Task objective
Find the line with "Note to the class: find the short" in the data below, then restate it and all remaining lines exactly, adding nothing.

Exercise materials
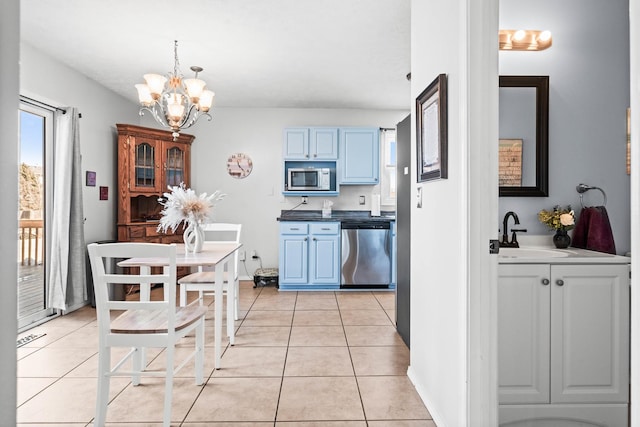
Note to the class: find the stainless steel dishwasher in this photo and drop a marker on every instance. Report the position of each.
(366, 254)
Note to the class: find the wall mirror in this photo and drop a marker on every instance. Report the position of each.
(524, 136)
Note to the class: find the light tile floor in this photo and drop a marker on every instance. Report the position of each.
(300, 359)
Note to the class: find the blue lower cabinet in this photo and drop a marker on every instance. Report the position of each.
(309, 255)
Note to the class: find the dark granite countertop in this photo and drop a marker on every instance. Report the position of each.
(336, 215)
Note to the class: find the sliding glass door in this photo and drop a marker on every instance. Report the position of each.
(36, 136)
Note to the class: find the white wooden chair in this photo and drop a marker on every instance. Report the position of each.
(203, 281)
(140, 324)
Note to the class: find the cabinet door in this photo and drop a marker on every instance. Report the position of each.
(359, 155)
(589, 333)
(144, 162)
(293, 253)
(175, 164)
(324, 254)
(523, 333)
(296, 144)
(323, 143)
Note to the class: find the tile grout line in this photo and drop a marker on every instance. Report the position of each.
(355, 377)
(284, 366)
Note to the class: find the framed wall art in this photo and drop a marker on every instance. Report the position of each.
(431, 135)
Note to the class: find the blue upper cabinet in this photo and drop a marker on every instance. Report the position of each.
(359, 156)
(323, 143)
(311, 143)
(296, 144)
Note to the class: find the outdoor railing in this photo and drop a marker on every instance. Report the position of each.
(30, 239)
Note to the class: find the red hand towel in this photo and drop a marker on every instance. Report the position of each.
(593, 231)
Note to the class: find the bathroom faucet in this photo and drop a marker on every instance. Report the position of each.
(505, 243)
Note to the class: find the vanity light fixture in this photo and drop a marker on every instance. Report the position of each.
(524, 39)
(175, 102)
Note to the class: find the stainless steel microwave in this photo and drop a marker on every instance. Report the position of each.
(308, 179)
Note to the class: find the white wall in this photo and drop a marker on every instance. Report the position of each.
(9, 78)
(256, 201)
(588, 69)
(101, 109)
(453, 325)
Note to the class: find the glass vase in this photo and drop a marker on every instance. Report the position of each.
(193, 237)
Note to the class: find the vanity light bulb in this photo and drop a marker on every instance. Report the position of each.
(519, 35)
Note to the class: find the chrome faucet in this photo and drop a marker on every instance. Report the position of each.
(505, 243)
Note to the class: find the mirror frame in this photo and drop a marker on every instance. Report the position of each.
(541, 84)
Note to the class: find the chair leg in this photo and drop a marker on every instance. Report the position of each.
(138, 365)
(237, 301)
(199, 362)
(102, 395)
(183, 295)
(168, 385)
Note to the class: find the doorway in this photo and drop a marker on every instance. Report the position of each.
(36, 136)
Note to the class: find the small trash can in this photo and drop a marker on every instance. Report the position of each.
(265, 276)
(116, 293)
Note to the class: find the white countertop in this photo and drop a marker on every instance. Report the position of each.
(551, 255)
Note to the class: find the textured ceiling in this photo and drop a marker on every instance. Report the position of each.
(255, 53)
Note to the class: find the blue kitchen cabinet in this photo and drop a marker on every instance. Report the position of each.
(293, 255)
(309, 255)
(324, 254)
(359, 156)
(310, 144)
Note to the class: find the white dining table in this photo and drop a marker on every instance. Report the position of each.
(214, 254)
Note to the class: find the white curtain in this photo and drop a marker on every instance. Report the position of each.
(67, 256)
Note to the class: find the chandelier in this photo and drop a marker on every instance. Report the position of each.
(175, 102)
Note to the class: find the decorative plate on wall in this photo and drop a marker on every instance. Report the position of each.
(239, 165)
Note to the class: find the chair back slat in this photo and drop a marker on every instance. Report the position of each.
(221, 232)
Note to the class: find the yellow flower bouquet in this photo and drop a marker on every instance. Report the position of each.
(562, 219)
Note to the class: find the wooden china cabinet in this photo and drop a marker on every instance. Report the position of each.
(148, 161)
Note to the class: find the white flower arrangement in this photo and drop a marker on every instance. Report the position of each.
(183, 204)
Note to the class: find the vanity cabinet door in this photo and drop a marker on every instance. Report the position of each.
(523, 333)
(589, 333)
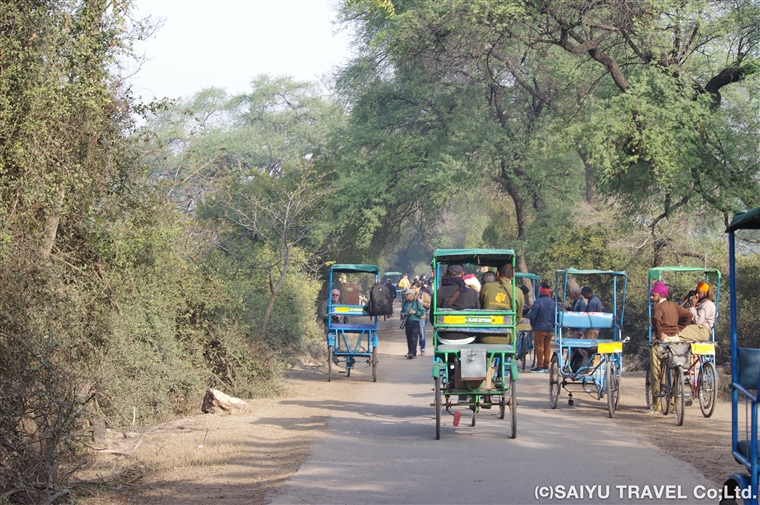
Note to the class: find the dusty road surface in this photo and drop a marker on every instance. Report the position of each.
(355, 441)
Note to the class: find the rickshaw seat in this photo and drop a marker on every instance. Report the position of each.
(487, 347)
(749, 367)
(583, 342)
(587, 319)
(744, 448)
(352, 327)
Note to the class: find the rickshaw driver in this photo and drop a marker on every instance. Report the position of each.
(668, 321)
(498, 296)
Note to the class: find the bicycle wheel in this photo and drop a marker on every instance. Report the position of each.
(512, 406)
(666, 387)
(679, 394)
(437, 408)
(329, 363)
(648, 387)
(554, 378)
(613, 393)
(707, 385)
(374, 364)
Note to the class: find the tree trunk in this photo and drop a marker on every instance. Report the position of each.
(276, 288)
(592, 197)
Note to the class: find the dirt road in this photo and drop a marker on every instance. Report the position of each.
(354, 441)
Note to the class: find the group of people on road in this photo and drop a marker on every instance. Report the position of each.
(691, 320)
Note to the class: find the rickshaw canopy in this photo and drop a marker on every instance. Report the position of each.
(573, 271)
(351, 267)
(656, 273)
(526, 275)
(749, 220)
(492, 256)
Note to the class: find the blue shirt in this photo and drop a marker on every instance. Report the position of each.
(594, 304)
(542, 314)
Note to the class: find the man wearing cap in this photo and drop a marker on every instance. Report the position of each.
(413, 311)
(403, 285)
(703, 315)
(593, 304)
(542, 322)
(498, 296)
(324, 309)
(455, 294)
(668, 321)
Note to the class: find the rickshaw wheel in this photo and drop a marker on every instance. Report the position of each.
(648, 388)
(708, 388)
(666, 377)
(374, 364)
(679, 394)
(437, 408)
(512, 406)
(554, 382)
(613, 393)
(329, 363)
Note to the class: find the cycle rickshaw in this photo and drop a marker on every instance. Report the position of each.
(745, 382)
(352, 341)
(591, 366)
(484, 373)
(524, 351)
(688, 368)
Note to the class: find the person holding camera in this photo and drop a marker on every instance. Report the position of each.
(412, 311)
(702, 307)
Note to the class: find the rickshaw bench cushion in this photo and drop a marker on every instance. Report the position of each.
(588, 319)
(486, 347)
(352, 327)
(744, 448)
(749, 367)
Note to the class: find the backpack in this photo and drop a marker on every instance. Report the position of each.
(425, 299)
(380, 303)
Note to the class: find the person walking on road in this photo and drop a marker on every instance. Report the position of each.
(411, 310)
(542, 322)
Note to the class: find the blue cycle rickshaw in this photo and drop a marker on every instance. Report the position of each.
(350, 341)
(688, 368)
(745, 383)
(590, 366)
(483, 373)
(524, 351)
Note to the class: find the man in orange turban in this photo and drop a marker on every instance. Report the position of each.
(703, 315)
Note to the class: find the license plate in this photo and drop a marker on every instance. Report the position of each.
(703, 348)
(476, 320)
(610, 347)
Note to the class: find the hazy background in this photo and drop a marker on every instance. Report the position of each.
(226, 43)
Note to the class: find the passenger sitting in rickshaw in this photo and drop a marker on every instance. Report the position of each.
(325, 308)
(454, 294)
(668, 322)
(702, 307)
(498, 296)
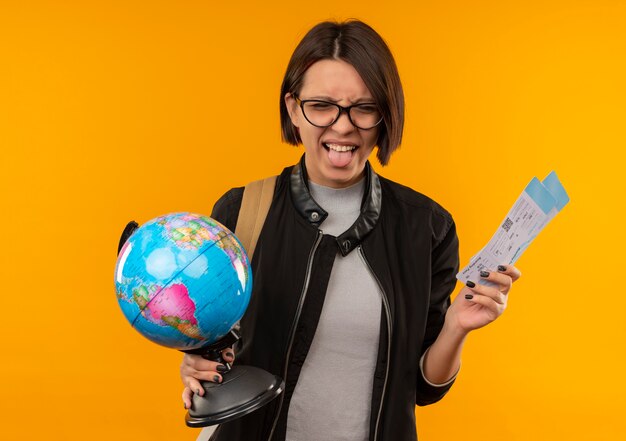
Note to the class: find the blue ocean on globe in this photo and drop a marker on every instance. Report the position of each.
(183, 280)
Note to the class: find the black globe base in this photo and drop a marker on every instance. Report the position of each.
(243, 389)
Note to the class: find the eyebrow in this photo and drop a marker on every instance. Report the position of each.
(332, 100)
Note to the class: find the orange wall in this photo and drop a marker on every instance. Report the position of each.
(119, 110)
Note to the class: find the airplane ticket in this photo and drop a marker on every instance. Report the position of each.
(538, 204)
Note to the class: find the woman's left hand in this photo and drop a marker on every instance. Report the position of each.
(478, 305)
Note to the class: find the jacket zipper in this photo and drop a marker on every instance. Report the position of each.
(389, 329)
(294, 326)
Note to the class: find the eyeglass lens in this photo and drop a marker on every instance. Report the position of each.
(319, 113)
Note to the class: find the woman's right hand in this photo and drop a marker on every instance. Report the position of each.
(195, 368)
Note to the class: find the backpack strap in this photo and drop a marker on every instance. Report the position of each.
(257, 198)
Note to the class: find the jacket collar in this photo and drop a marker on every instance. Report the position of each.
(310, 210)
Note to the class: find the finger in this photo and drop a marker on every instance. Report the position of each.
(187, 394)
(228, 355)
(196, 363)
(510, 271)
(194, 386)
(494, 307)
(487, 291)
(502, 281)
(212, 376)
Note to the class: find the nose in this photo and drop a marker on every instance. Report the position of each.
(343, 124)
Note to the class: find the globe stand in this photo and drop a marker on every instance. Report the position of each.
(243, 389)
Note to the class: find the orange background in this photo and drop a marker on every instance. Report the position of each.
(119, 110)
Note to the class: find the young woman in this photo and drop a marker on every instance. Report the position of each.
(353, 272)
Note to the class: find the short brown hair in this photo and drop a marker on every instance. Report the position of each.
(358, 44)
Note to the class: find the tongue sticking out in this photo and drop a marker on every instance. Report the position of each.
(339, 159)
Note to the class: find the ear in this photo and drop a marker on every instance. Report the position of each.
(292, 108)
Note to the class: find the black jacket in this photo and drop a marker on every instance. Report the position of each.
(409, 243)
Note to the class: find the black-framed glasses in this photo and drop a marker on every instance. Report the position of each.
(321, 113)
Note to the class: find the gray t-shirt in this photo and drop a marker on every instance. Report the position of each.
(332, 400)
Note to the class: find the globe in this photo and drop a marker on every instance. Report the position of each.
(183, 280)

Expected answer
Note to the class: find the short brown hair in this photo and drop a marker on every instance. Report the position of each.
(358, 44)
Note to the class: find the tongue sticking out in this photo and drop a marker on every instance. Report the position of each.
(339, 159)
Note to the class: find the ear in this photo and drop a marker on every instance. Report the position of each.
(292, 108)
Note to the class: find the black jacket in this photo and drop a marker on every instance. Report the position of each.
(409, 243)
Note to the class: find the black-framed glasses in this photo and drop a marker on every instance. Report the position of each.
(321, 113)
Note to the class: find the gray t-shirt in this photo and drop a marker on every instance. Report the position of each.
(332, 400)
Note to the class: find the globe in this photo and drop a marker on every instance. Report the position of each.
(183, 280)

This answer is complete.